§ **Given task 1**
Quote word for word the part of the Ceph cluster post running from "- Extend the" to "would be excellent.".

§ **Source text**
Hi everyone,
We have a Luminous cluster (12.2.10) on Ubuntu Xenial,
though we have
also observed the same behavior on 12.2.7 on Bionic
(download.ceph.com
doesn't build Luminous packages for Bionic, and 12.2.7
is the latest
distro build).
The primary use case for this cluster is radosgw. 6
OSD nodes, 22 OSDs
per node, of which 20 are SAS spinners and 2 are NVMe
devices. Cluster
has been deployed with ceph-ansible stable-3.1, we're
using
"objectstore: bluestore" and "osd_scenario:
collocated".
We're using a "class hdd" replicated CRUSH ruleset for
all our pools,
except:
- the bucket index pool, which uses a replicated
"class nvme" rule, and
- the bucket data pool, which uses an EC
(crush-device-class=hdd,
crush-failure-domain=host, k=3, m=2).
We also have 3 pools that we have created in order to
be able to do
benchmark runs while leaving the other pools
untouched, so we have
- bench-repl-hdd, replicated, size 3, using a CRUSH
rule with "step take
default class hdd"
- bench-repl-nvme, replicated, size 3, using a CRUSH
rule with "step
take default class nvme"
- bench-ec-hdd, EC, crush-device-class=hdd,
crush-failure-domain=host,
k=3, m=2.
Baseline benchmarks with "ceph tell osd.* bench" at
the default block
size of 4M yield pretty exactly the throughput you'd
expect from the
devices: approx. 185 MB/s from the SAS drives; the
NVMe devices
currently pull only 650 MB/s on writes but that may
well be due to
pending conditioning — this is new hardware.
Now when we run "rados bench" against the replicated
pools, we again get
exactly what we expect for a nominally performing but
largely untuned
system.
It's when we try running benchmarks against the EC
pool that everything
appears to grind to a halt:
http://paste.openstack.org/show/738187/
After 19 seconds, that pool does not accept a single
further object. We
simultaneously see slow request warnings creep up in
the cluster, and
the only thing we can then do is kill the benchmark,
and wait for the
slow requests to clear out.
We've also seen the log messages discussed in
http://lists.ceph.com/pipermail/ceph-users-ceph.com/2018-August/028972.html,
and they seem to correlate with the slow requests
popping up, but from
Greg's reply in
http://lists.ceph.com/pipermail/ceph-users-ceph.com/2018-August/028974.html
I'm assuming that that's benign and doesn't warrant
further investigation.
Here's a few things we've tried, to no avail:
- Make sure we use the latest Luminous release (we
started out on Bionic
and 12.2.7, then reinstalled systems with Xenial so we
could use 12.2.10).
- Enable Bluestore buffered writes
(bluestore_default_buffered_write =
true); buffered reads are on by default.
- Extend the BlueStore cache from 1G to 4G
(bluestore_cache_size_hdd =
4294967296; each OSD box has 128G RAM so should not
run into memory
starvation issues with that).
But those were basically "let's give this a shot and
see if it makes a
difference" attempts (it didn't).
I'm basically looking for ideas where even to start
looking. So if
anyone can guide us into the right direction, that
would be excellent.
Thanks in advance for any help you can offer; it is
much appreciated!
Cheers,
Florian

§ **Given task 2**
Rewrite the entries from their first line to the line with "M56 35L27 35L27 40L54 40Z", changing "information plate" to "name plate" and keeping everything else the same. Give only those lines.

§ **Records shown**
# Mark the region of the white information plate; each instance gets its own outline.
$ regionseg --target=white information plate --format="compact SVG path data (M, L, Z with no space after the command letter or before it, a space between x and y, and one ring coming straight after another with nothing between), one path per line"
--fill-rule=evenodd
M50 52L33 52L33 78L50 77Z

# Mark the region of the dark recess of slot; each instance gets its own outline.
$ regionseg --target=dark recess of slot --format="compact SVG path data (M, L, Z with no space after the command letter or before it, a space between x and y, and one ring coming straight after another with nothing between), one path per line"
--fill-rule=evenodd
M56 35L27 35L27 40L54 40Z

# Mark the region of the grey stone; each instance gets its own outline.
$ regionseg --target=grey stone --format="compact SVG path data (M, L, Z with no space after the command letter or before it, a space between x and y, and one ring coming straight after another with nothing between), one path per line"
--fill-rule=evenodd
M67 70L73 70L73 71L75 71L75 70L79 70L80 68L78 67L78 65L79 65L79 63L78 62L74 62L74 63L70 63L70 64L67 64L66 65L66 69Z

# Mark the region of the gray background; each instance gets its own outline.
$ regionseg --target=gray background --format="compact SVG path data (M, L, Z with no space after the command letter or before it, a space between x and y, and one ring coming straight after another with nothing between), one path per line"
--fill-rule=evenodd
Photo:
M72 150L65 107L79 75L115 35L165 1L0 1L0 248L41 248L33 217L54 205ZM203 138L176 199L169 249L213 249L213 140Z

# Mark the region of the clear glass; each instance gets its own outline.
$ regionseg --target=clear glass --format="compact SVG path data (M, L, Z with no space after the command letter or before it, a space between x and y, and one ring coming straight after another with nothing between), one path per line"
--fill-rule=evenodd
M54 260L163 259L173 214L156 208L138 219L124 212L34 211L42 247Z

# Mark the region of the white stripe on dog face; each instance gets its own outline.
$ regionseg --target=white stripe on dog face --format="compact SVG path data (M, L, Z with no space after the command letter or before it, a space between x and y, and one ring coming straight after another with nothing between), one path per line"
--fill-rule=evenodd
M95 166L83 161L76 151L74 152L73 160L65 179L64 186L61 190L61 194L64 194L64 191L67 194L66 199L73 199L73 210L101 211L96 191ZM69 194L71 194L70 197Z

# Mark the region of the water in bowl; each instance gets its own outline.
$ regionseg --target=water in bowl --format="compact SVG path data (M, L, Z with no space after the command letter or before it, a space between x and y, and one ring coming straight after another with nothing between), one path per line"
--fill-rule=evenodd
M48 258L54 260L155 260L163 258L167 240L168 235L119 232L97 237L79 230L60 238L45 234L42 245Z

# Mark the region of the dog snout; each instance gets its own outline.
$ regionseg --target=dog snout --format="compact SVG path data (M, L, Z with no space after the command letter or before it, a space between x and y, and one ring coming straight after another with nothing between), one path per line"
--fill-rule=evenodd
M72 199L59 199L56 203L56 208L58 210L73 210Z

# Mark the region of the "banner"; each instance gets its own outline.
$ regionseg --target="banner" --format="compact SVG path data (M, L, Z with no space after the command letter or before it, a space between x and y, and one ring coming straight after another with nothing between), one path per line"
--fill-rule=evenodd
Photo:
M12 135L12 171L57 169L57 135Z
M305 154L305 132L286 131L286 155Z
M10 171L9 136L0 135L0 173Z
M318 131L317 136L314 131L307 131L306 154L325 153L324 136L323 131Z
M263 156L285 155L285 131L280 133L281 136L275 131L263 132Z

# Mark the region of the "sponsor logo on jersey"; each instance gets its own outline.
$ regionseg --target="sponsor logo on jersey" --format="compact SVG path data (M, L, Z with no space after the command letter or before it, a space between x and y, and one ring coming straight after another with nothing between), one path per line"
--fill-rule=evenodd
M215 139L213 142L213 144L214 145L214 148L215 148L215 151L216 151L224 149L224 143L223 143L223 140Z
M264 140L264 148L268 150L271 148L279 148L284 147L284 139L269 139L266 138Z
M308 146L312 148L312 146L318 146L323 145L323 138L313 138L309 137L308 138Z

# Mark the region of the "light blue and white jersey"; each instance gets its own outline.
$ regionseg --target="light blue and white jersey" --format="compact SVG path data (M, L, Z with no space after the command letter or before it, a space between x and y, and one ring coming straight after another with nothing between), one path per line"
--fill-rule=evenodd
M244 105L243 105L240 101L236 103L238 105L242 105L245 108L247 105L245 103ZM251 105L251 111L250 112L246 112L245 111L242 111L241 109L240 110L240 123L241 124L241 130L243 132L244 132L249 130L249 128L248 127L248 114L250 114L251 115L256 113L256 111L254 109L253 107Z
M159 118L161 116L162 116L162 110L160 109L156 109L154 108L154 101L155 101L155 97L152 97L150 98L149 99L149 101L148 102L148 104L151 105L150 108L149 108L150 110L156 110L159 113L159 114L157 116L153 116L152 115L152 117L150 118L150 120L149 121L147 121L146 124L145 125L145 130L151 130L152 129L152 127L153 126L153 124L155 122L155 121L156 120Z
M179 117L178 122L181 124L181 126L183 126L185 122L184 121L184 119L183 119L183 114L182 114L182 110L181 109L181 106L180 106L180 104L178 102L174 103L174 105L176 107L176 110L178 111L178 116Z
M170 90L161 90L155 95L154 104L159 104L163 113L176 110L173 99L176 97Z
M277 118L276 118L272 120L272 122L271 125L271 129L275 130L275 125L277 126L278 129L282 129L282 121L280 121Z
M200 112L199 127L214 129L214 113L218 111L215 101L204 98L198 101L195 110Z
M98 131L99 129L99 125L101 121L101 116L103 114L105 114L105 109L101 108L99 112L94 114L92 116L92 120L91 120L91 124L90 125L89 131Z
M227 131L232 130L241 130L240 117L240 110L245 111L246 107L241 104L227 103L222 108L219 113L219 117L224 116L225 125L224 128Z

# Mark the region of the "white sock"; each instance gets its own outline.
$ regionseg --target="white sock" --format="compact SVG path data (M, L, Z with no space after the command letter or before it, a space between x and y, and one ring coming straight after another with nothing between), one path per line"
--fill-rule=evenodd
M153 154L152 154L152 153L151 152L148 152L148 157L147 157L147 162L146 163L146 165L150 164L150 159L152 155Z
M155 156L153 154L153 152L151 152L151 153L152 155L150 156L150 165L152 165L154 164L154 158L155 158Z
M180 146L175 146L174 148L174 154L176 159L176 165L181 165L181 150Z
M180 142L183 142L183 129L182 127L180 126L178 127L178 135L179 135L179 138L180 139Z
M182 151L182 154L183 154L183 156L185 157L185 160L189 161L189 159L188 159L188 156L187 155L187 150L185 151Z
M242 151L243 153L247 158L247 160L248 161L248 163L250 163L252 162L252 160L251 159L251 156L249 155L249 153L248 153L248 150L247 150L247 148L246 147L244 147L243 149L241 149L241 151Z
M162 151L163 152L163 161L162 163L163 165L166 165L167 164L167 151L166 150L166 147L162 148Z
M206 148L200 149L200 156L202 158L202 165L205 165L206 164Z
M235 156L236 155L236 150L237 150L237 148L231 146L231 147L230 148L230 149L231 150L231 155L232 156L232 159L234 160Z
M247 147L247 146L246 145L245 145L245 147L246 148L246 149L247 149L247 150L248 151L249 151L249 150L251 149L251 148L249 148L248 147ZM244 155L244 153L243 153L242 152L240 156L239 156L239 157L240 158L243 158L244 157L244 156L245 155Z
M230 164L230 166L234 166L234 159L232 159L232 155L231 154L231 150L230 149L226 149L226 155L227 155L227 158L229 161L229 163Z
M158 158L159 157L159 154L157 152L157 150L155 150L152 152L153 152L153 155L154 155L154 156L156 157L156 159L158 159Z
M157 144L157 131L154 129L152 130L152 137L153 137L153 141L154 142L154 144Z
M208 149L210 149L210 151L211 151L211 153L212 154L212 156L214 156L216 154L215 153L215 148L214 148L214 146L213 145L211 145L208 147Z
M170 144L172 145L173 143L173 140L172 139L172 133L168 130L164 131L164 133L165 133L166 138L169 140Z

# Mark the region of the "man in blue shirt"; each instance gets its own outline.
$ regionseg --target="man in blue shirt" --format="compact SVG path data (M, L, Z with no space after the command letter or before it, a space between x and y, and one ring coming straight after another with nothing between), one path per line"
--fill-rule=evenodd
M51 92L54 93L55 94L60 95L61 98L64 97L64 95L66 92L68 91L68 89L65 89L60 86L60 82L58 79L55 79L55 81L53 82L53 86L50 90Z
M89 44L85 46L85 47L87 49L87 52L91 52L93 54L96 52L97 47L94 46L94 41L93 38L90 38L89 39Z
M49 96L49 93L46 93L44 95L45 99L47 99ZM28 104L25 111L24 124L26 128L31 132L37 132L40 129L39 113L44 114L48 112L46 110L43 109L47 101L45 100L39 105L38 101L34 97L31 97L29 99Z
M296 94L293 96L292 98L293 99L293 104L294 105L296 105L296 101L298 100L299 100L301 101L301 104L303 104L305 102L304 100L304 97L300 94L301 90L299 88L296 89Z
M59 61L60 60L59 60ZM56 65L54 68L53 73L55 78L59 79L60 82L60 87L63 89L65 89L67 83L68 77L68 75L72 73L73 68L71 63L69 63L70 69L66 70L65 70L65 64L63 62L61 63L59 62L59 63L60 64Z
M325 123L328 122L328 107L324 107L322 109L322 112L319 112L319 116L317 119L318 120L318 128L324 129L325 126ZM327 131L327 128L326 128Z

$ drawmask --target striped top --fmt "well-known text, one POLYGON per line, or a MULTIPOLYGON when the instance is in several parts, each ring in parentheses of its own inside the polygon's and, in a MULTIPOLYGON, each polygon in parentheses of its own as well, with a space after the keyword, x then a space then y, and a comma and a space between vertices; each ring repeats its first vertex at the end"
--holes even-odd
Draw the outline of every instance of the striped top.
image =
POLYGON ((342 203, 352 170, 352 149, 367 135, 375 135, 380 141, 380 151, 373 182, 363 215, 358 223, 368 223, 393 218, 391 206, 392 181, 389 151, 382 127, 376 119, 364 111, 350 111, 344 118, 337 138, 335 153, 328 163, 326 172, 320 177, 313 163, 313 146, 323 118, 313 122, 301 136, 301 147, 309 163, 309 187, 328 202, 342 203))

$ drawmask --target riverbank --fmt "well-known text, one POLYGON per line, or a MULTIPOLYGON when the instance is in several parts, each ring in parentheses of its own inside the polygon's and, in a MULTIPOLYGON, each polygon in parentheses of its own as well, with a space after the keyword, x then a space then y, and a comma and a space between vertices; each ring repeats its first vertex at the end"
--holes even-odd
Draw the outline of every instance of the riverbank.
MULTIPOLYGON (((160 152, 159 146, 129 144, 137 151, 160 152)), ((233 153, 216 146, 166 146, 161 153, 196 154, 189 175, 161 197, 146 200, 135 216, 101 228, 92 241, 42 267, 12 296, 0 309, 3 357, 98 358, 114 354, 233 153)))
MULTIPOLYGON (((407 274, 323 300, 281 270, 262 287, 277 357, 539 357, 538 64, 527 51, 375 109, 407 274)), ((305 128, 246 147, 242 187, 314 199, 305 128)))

§ **Worked answer 1**
- Extend the BlueStore cache from 1G to 4G
(bluestore_cache_size_hdd =
4294967296; each OSD box has 128G RAM so should not
run into memory
starvation issues with that).
But those were basically "let's give this a shot and
see if it makes a
difference" attempts (it didn't).
I'm basically looking for ideas where even to start
looking. So if
anyone can guide us into the right direction, that
would be excellent.

§ **Worked answer 2**
# Mark the region of the white name plate; each instance gets its own outline.
$ regionseg --target=white name plate --format="compact SVG path data (M, L, Z with no space after the command letter or before it, a space between x and y, and one ring coming straight after another with nothing between), one path per line"
--fill-rule=evenodd
M50 52L33 52L33 78L50 77Z

# Mark the region of the dark recess of slot; each instance gets its own outline.
$ regionseg --target=dark recess of slot --format="compact SVG path data (M, L, Z with no space after the command letter or before it, a space between x and y, and one ring coming straight after another with nothing between), one path per line"
--fill-rule=evenodd
M56 35L27 35L27 40L54 40Z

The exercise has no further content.